### ЗАДАНИЕ:
Приведите все записи заново, заменив в них «set down one marker» на «place one point». Больше ничего не меняйте.

### ИСХОДНЫЕ ЗАПИСИ:
·····
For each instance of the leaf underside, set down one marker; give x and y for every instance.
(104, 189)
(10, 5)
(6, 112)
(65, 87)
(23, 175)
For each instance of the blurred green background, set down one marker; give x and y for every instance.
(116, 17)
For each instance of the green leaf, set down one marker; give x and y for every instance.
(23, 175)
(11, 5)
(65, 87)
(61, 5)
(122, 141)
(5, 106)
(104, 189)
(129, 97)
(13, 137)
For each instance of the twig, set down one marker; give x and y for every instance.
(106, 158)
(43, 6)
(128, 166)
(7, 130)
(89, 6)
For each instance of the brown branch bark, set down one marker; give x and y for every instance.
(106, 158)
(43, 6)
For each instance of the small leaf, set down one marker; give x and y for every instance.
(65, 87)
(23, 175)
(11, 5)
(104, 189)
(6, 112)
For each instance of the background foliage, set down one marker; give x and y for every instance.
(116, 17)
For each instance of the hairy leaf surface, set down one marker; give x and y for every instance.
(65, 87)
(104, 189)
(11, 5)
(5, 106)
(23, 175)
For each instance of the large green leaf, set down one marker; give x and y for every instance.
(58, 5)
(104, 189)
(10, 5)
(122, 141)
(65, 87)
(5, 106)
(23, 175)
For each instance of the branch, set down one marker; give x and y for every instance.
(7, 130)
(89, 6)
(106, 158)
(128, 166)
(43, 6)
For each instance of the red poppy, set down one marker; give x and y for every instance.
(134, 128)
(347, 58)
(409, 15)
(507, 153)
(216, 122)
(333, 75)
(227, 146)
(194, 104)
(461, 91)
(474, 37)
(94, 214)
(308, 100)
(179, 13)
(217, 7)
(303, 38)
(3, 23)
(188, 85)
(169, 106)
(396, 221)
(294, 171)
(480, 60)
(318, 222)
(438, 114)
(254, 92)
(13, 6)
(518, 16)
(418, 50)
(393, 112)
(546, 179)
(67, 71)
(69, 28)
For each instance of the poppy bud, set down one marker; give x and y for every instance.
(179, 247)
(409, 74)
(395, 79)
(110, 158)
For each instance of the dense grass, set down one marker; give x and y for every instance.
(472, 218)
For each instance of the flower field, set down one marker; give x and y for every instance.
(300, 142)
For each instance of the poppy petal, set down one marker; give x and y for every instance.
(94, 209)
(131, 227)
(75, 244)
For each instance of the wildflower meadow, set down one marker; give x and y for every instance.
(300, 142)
·····
### ОЖИДАЕМЫЙ РЕЗУЛЬТАТ:
For each instance of the leaf underside, place one point; give x and y for every instance.
(104, 189)
(10, 5)
(6, 112)
(65, 87)
(23, 175)
For each instance of the blurred green background, place one point; give x and y for every instance.
(116, 17)
For each instance of the green leaf, place one point; give x and y for every instance.
(23, 175)
(11, 5)
(65, 87)
(61, 5)
(122, 141)
(5, 106)
(104, 189)
(129, 97)
(13, 137)
For each instance of the twig, place one point; give x and y for every instance.
(106, 158)
(43, 6)
(128, 166)
(7, 130)
(89, 6)
For each instance of the brown branch bark, place one point; give x and y for every instance.
(106, 158)
(43, 6)
For each instance of the small leaf, place one point; give x and y for every instance.
(65, 87)
(23, 175)
(11, 5)
(104, 189)
(6, 112)
For each instance of the background foliage, place one point; give x and y for every instance.
(116, 17)
For each instance of the hairy leaf surface, place one point; give x and y for every instance.
(65, 87)
(104, 189)
(11, 5)
(5, 106)
(23, 175)
For each instance of the large green leaf, place one point; give x and y for every instance.
(58, 5)
(104, 189)
(10, 5)
(122, 141)
(65, 87)
(5, 106)
(23, 175)
For each instance of the branch, place one point; give x and y for every instance.
(7, 130)
(89, 6)
(106, 158)
(128, 166)
(43, 6)
For each instance of the red poppy, place one point; give x and y for every instance.
(134, 128)
(347, 58)
(409, 15)
(507, 153)
(216, 122)
(333, 75)
(227, 146)
(194, 104)
(461, 91)
(474, 37)
(94, 214)
(308, 100)
(179, 13)
(217, 7)
(303, 38)
(3, 23)
(188, 85)
(169, 106)
(396, 221)
(294, 171)
(480, 60)
(318, 222)
(438, 114)
(254, 92)
(13, 6)
(518, 16)
(418, 50)
(393, 112)
(546, 179)
(67, 71)
(69, 28)
For each instance of the poppy bud, place one point; give x and y for every instance.
(179, 247)
(409, 74)
(395, 79)
(110, 158)
For each instance of the dense grass, place one point; give x and y for every instance.
(472, 218)
For each instance of the flower field, place one point; give x and y for every instance.
(300, 142)
For each instance of the poppy petal, place one point; give x and y for every instance.
(94, 209)
(131, 227)
(75, 244)
For each instance of the wildflower meadow, place one point; give x and y for every instance.
(300, 142)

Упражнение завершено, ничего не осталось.